__Brief A__:
In the letter about medical aid in dying, what is the "agenda" said to be?
__Brief B__:
Extend the letter about medical aid in dying, starting after its last sentence.

--- Reading passage ---

Is MAID treatment?
This article is in response to the From Our Readers article, “A Medical Degree Is Not a License to Prescribe Death” by Susan Stefan, JD.
I thank Susan Stefan, JD, for her thoughtful comments. I totally agree that prescribing lethal medication is best done in the context of a longstanding relationship between patient and physician. However, the fact that it is currently most often provided by a physician with a special commitment to medical aid in dying (MAID) is likely an unavoidable transition. (The “agenda” is to give patients the option, not to having them choose it.) We can hope that over time more physicians will become comfortable discussing these issues with their established patients in a frank and nonjudgmental way, even if the physician prefers to have another physician do the actual prescribing should the patient opt for MAID.

--- Information given ---

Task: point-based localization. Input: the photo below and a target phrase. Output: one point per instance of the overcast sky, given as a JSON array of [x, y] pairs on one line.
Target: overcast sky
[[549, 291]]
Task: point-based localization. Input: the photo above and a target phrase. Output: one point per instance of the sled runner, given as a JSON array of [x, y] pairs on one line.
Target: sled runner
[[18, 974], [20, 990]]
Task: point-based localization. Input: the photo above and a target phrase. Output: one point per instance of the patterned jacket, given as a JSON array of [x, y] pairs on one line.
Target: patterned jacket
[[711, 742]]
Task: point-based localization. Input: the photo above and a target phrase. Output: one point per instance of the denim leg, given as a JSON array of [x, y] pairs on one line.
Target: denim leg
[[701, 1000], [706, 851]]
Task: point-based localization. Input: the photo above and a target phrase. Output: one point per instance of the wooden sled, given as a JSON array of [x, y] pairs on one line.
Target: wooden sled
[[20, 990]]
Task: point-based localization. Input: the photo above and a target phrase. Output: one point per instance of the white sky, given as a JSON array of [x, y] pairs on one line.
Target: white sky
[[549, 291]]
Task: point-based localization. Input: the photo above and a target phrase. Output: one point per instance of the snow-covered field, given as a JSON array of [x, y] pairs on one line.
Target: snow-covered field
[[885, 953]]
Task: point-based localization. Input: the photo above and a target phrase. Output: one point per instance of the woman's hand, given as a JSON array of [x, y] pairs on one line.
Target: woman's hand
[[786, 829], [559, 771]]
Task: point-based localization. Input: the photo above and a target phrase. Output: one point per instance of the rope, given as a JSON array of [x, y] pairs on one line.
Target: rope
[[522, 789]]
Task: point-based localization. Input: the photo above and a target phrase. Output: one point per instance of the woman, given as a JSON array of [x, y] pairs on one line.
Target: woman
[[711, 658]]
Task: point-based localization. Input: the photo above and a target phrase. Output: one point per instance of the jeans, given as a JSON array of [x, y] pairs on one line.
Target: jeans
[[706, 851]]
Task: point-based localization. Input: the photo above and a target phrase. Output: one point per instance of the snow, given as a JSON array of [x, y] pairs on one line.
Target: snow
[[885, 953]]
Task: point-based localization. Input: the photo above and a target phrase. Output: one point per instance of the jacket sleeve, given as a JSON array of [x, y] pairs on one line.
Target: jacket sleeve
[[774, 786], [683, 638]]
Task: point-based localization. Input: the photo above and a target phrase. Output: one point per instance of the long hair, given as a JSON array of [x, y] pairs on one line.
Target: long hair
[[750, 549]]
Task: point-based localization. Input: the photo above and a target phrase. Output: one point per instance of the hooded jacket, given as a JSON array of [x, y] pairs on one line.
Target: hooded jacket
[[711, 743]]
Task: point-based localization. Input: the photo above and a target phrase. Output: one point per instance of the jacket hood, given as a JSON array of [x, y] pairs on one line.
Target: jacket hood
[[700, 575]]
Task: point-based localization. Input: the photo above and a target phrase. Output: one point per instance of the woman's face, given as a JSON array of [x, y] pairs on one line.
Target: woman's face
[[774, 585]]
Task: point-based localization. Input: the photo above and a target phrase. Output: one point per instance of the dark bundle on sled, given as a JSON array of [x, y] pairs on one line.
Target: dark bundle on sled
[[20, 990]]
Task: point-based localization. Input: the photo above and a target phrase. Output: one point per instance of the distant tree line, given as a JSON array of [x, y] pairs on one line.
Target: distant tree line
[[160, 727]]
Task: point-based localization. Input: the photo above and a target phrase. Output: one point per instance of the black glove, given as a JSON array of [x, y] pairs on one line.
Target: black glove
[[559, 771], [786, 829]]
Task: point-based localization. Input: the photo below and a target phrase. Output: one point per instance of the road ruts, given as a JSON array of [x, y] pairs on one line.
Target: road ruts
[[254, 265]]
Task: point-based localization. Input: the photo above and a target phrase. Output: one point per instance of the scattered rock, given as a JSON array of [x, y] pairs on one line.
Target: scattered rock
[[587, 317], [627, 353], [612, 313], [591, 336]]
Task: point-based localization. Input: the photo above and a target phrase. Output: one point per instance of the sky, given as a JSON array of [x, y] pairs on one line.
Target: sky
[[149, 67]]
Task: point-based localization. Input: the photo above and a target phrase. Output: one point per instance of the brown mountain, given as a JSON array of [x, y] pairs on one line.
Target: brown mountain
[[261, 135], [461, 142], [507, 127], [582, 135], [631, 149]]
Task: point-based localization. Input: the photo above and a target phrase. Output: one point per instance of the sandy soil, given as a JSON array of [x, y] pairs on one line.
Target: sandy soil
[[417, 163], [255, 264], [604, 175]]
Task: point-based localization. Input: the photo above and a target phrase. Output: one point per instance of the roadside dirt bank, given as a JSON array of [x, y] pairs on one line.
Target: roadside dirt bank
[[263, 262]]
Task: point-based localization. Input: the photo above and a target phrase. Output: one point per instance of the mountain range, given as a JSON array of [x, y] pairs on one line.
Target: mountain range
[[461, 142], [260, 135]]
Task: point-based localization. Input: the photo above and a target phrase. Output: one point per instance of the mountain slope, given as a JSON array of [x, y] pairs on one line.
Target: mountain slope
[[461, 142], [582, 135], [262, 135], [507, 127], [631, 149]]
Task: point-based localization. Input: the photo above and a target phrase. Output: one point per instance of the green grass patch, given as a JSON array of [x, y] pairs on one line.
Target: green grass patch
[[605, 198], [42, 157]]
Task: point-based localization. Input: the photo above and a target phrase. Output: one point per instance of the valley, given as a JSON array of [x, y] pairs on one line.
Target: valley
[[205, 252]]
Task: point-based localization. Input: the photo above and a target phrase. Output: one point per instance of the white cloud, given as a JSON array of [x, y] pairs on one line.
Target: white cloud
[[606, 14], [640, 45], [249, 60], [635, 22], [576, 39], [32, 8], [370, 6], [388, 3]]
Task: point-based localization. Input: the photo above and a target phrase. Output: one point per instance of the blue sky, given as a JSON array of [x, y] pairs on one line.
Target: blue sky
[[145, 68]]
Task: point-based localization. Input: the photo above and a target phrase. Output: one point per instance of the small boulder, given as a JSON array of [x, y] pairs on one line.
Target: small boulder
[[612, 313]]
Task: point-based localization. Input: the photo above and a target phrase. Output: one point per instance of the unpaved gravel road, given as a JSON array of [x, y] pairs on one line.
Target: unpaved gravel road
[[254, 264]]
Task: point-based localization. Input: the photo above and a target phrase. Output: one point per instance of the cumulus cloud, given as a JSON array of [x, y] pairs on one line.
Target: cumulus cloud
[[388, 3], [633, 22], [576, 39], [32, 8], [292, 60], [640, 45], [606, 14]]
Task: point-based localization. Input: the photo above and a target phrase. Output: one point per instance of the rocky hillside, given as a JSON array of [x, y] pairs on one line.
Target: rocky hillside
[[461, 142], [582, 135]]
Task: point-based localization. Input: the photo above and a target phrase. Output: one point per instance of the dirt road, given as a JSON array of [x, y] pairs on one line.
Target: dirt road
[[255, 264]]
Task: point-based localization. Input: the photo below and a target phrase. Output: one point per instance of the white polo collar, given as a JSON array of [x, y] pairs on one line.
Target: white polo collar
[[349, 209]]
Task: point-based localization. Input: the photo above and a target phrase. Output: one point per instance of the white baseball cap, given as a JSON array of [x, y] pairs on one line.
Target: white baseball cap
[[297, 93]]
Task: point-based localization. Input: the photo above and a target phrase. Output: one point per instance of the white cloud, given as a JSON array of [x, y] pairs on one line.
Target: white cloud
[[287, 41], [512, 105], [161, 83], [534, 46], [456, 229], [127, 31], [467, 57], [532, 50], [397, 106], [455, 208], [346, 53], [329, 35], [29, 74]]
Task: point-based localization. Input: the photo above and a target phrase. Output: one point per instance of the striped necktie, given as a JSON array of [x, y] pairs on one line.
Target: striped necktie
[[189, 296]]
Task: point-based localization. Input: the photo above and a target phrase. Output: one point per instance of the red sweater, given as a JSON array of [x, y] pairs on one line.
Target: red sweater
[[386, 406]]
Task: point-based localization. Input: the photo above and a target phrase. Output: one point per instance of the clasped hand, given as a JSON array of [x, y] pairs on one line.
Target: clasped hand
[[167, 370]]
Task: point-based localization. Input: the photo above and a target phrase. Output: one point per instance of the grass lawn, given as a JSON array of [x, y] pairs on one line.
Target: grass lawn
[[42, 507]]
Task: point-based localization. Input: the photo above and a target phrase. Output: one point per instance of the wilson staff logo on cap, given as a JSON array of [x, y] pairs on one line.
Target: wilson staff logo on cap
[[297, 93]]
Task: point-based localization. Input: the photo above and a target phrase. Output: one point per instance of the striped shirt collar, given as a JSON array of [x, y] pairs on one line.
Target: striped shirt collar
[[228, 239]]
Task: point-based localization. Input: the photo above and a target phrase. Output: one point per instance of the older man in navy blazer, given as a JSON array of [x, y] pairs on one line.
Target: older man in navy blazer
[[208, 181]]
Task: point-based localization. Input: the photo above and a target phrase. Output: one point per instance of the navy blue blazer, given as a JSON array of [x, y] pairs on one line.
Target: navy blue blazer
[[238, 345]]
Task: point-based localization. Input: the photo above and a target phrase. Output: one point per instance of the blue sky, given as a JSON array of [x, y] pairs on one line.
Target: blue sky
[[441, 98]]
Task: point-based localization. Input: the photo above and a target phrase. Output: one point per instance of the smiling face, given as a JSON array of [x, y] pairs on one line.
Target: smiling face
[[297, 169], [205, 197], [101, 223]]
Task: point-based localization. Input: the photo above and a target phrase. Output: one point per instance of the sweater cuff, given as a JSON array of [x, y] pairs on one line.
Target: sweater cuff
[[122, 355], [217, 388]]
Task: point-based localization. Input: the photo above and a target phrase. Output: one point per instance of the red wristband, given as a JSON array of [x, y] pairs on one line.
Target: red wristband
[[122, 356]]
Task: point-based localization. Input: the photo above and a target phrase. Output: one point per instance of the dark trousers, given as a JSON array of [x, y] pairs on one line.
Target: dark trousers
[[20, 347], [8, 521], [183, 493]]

---

__Output A__:
To give patients the option, not to have them choose it.

__Output B__:
She asserts that MAID should be opposed because “suicide is not ‘treatment.’” But what is treatment? If our task is solely to extend the time our patients are alive, MAID clearly is not. If it includes interventions to reduce suffering, support our patients’ autonomy, and maximize their dignity as they define it, it clearly is. An initial visceral response to terms like “suicide” or “prescribing death” can result in missing important distinctions. A soldier whose foot is blown off in battle and a person whose foot is cut off by a surgeon to prevent metastasis of an osteosarcoma have both been maimed; The former is not treatment, the latter is.
As to the concern that MAID is simply medicalizing a personal and philosophical decision, the whole point of MAID is to give that decision to the patient. The physician is just providing a humane means to facilitate the patient’s choice. And as to MAID giving the already too powerful medical profession more power, remember that withholding an intervention is as much an exercise of power as providing it.
Dr Heinrichs is a psychiatrist in Ellicott City, Maryland.